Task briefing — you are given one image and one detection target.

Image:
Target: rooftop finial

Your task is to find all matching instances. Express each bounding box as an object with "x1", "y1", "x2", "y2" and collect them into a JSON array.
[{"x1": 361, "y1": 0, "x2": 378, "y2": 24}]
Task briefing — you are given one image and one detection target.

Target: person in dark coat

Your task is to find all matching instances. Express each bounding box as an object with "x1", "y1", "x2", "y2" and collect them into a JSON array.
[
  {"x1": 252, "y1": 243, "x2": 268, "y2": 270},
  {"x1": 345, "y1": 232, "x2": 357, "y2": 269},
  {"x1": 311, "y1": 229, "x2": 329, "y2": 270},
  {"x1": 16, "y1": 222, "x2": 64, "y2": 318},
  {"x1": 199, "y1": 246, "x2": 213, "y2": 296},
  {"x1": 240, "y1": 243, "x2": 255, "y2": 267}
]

•••••

* Problem *
Rewrite all of the material above, requests included, and scale every bounding-box coordinate in the answers by 1.2, rounding each result to a whole number with halves rounded up. The numbers in the requests and their format samples stay as they are.

* Right answer *
Task briefing — you are given one image and one detection target.

Image:
Target: rooftop finial

Your task is to find all matching instances. Express each bounding box as an object with "x1", "y1", "x2", "y2" and collect them into a JSON array.
[{"x1": 433, "y1": 0, "x2": 454, "y2": 29}]
Task briefing — you are given one image and one detection target.

Target: person in dark coat

Your task is to find all matching instances. Express each bounding box as an object with "x1", "y1", "x2", "y2" and collect them into a JSON array.
[
  {"x1": 302, "y1": 292, "x2": 322, "y2": 324},
  {"x1": 414, "y1": 278, "x2": 428, "y2": 323},
  {"x1": 373, "y1": 275, "x2": 395, "y2": 324},
  {"x1": 19, "y1": 266, "x2": 77, "y2": 382},
  {"x1": 239, "y1": 295, "x2": 256, "y2": 355},
  {"x1": 288, "y1": 292, "x2": 306, "y2": 320}
]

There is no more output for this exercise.